Excerpt provided:
At 10:33 AM 7/17/2003 -0500, you wrote:
>But if we are going to rely on unicode alone, then we might as well drop
>the lang, xml:lang and script attributes completely!
Unfortunately - or otherwise - you are talking to the person (moi) who
argued against xml:lang in descriptive fields (which are those that are
copied from the piece, such as author, title, publisher, etc.). What would
you do with "Italian Cuisine" or "The Tao of Pooh"? What about a book title
like: "Siddhartha"? I don't think we want folks to have to determine if a
word that originates in another language is or isn't now considered part of
English. And I also don't think we can expect people to make these
distinctions for works in languages other than their own. Do you exclude
proper nouns? Can you even positively determine what is a proper noun?

Given problem A:
Can you sum up the email reply about xml:lang in descriptive fields in two sentences?
Given problem B:
Could you carry on the email reply about xml:lang in descriptive fields, writing the next part after its final sentence?
The data that follows comes from a separate source.

Collected material:

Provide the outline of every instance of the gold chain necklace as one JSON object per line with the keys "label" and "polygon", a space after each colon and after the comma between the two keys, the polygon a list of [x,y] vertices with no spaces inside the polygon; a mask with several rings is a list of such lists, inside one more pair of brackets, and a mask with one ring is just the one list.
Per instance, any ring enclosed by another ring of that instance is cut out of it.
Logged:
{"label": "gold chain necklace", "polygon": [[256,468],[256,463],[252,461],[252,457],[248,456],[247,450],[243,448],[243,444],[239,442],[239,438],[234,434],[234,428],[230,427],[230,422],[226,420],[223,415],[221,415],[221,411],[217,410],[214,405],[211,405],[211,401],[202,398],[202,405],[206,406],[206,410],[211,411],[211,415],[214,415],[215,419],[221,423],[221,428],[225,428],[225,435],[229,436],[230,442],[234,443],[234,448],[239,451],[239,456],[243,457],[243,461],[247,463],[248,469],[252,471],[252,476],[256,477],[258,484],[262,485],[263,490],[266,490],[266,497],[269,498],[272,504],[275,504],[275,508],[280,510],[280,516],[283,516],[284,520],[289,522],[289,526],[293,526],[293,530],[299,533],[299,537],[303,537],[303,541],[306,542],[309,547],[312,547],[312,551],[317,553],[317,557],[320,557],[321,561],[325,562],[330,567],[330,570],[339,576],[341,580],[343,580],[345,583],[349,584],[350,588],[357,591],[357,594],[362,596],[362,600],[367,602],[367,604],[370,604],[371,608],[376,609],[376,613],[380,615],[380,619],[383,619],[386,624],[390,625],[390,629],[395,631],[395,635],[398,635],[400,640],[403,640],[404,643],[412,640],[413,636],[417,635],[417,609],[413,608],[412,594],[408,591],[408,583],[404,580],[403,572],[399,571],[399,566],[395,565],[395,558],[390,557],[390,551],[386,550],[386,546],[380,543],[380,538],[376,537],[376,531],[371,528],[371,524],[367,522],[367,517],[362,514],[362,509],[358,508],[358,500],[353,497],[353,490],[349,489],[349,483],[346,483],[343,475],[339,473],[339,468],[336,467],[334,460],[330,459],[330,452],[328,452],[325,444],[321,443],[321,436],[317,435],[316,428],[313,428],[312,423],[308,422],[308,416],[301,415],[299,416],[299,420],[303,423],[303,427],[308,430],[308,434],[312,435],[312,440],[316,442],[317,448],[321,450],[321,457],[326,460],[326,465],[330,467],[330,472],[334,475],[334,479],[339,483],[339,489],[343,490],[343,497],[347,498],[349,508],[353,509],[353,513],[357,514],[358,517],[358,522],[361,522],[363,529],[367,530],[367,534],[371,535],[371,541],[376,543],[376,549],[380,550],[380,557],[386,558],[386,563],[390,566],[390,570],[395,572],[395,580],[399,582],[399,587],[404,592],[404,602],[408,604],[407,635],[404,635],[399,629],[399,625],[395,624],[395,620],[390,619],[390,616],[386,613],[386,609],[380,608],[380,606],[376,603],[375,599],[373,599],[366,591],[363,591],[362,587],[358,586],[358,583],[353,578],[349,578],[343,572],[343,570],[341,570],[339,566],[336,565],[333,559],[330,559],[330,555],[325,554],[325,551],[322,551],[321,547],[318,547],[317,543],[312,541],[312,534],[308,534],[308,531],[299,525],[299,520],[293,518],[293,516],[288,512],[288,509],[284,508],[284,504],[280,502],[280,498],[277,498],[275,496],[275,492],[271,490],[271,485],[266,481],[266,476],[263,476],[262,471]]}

Result A:
The writer recalls arguing against using xml:lang in descriptive fields, which are those copied from the piece, such as author, title and publisher. Using titles like "Italian Cuisine," "The Tao of Pooh" and "Siddhartha" as examples, the writer doubts that people should have to decide whether a borrowed word now counts as English or make such distinctions for works in languages other than their own, and asks whether proper nouns can even be positively identified.

Result B:
Sometimes this is easy:
Andy Warhol : Ausstellung der Deutschen Gesellschaft für Bildende Kunst
Sometimes less so:
On the effects of gypsum, or plaster of paris, as a manure;
Language distinctions make sense in some areas, like in subject headings
when there are subject heading schemes in different languages. In that case
you need the language coding or some other coding that translates to a
language, i.e. the subject heading scheme of the Bibliotheque nationale de
France will be assumed to be in French. Using this you can ask your user
what language they wish to search in and you can run their searches only
against that set of headings, so that the English "the" and the French
"the'" are not confused.
You don't need script attributes for Unicode, or so the documentation says.
You can tell what script it is from the code range. Does anyone know if
this really works? And if it works, is it practical?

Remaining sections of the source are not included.